The front plank is a popular exercise to promote core stability. Fair enough. It has some benefits and there certainly are ways to make it more difficult. The problem is, holding any static position for more than ten seconds is boring and most guys avoid doing them.
There's a better option – something that's much more challenging. You could hold a plank for just 10 seconds (or less) and then do several more holds interspersed with very short rest periods in-between so that the total time under tension adds up to a minute or longer.
That's where the exercises below come in to play. They provide a more intense static contraction than the standard front plank, and you don't need to hold each rep for any more seconds than you have fingers on both hands.
I first came across this exercise in the book, "Underground Secrets to Faster Running," by Barry Ross. No matter how strong you think your core is, Ab 45s will humble you! Here's how you do it.
- Lie on your back with your knees bent and hook your feet under something stable, like a machine or two heavy dumbbells. Or get a training partner to hold your feet down.
- Scoot your butt as close to your heels as possible. Extend your arms out fully overhead and keep them in line with your torso throughout the set.
- Raise your head and trunk up to a 45-degree angle. Make sure to bring your arms along with you, keeping them fully extended and in line with your torso.
- Hold that position for a solid 5-second count and then lower your head and trunk back to the floor. Take a breath at the bottom and repeat the process.
Build up to 5 sets of 5 reps with 5-second holds, and gradually work your way up to holding each rep for 10 seconds.

→ Given entries
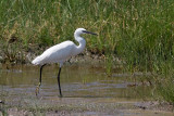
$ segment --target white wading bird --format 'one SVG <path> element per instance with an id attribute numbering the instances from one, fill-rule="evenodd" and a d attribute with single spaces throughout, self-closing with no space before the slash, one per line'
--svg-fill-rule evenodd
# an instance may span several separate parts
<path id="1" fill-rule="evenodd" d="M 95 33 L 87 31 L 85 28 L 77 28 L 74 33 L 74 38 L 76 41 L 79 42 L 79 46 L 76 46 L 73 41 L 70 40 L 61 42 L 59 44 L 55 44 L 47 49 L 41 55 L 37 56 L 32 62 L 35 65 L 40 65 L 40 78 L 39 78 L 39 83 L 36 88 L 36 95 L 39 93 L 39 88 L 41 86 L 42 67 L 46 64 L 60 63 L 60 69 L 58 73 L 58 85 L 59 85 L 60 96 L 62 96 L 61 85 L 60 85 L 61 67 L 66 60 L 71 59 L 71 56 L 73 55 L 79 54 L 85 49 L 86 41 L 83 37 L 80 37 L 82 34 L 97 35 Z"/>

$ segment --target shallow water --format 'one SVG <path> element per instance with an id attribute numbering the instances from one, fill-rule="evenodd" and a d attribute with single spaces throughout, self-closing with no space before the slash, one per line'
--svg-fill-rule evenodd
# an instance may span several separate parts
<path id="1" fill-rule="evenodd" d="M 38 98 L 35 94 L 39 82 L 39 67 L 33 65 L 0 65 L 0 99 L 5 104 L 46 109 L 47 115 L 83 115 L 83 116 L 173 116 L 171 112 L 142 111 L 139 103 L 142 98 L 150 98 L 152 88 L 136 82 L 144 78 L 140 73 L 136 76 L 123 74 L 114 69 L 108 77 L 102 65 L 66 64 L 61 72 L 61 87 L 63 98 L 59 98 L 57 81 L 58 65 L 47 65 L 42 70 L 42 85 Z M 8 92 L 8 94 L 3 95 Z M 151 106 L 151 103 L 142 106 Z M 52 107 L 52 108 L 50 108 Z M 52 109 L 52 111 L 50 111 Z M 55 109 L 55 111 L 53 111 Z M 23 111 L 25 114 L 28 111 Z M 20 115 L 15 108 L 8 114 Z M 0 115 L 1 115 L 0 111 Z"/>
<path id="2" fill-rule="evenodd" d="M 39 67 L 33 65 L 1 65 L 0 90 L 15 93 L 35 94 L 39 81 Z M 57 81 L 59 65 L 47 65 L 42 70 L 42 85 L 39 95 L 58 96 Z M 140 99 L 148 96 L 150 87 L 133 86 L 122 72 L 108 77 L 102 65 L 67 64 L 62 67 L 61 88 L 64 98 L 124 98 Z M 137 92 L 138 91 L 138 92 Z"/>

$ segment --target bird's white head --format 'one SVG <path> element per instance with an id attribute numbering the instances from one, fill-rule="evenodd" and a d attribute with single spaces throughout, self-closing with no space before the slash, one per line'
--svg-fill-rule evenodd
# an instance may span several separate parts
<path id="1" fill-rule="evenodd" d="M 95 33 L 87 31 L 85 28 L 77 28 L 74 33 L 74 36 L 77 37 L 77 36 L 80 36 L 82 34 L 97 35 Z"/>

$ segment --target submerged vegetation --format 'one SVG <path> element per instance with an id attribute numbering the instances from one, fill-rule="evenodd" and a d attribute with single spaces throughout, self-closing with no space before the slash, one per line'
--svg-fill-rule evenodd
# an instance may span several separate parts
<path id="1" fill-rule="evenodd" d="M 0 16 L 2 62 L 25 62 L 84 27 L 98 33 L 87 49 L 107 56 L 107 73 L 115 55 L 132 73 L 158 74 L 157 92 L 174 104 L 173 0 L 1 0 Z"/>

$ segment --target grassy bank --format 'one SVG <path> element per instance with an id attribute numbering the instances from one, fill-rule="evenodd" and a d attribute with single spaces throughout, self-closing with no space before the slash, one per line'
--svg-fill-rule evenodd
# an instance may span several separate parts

→ Work order 1
From the core-exercise text, list every option it gives for keeping your feet held down during Ab 45s.
→ Work order 2
Using the core-exercise text, decide whether each statement agrees with it. Answer yes or no for each and quote the words that decide it.
(a) The writer first learned of Ab 45s from a book by Barry Ross.
(b) During Ab 45s, the arms should rest at your sides.
(c) The eventual goal is to hold each rep for 15 seconds.
→ Work order 3
Carry on the core-exercise text, starting after its final sentence.
The lines play no part in the exercises about the core-exercise text.

→ Expected answer 1
- A machine
- Two heavy dumbbells
- A training partner holding your feet down

→ Expected answer 2
(a) Yes: "I first came across this exercise in the book, "Underground Secrets to Faster Running," by Barry Ross."
(b) No: "Extend your arms out fully overhead and keep them in line with your torso throughout the set."
(c) No: "gradually work your way up to holding each rep for 10 seconds."

→ Expected answer 3
If starting from the bottom-up is too tough, try going from the top-down with this exercise.
I discovered this one in Nelson Montana's e-book, "The Bodybuilding Truth." According to Montana, abdominal development is genetically determined and classic movements such as sit-ups and leg raises are ineffective for the abs but extremely effective for the psoas (hip flexor) muscles.
Montana believes that the abs respond best to contraction, not movement, and are stressed to a much greater degree when attempting to stabilize the core. You'll understand what "attempting to stabilize" means once you try the exercise.
- Sit on the ground with your legs bent to about 90 degrees and your feet flat on the floor.
- Tuck your chin into your chest, round your back, and grasp the outside of your knees.
- Now lean back until your arms, still holding your knees, are straight. Make sure to keep your chin tucked in and back rounded.
- Once your arms are fully extended, slowly raise them up until they're pointed directly overhead. If you find it difficult to maintain balance, you can move your feet out a bit to make it easier. The closer your feet are to your hips, the more challenging the exercise is, and vice versa.
- Hold the contraction for 5-10 seconds and repeat. Work up to the point where you can do 10-12 reps.
This exercise requires no equipment and can be performed anywhere. Drop to the floor right now and give it a shot. You'll be surprised at how challenging it is.
A word of caution: It's not uncommon to cramp on these isometric exercises. Make sure you're well hydrated and once you start to struggle, stop. Listen to your body. If you try to push on, you'll cramp, which is your body's way of forcing you to stop. Take it slow and gradually ramp it up over time.
This is a great antagonist movement for the above moves. Do it on a back hyperextension or glute-ham raise machine.
- Extend your arms fully overhead and keep them in-line with your torso throughout the set.
- Raise your upper body up until it's parallel to the ground and hold that position for a strict 5-count. Then lower back down and repeat.
- Build up to 5 sets of 5 reps with 5-second holds, and gradually work your way up to holding each rep for 10 seconds.
All of these exercises make for great finishers. You can pair the ab exercises with the back extension in a superset fashion, or you can alternate between doing an ab exercise at the end of one workout and the back extension at the end of the next workout.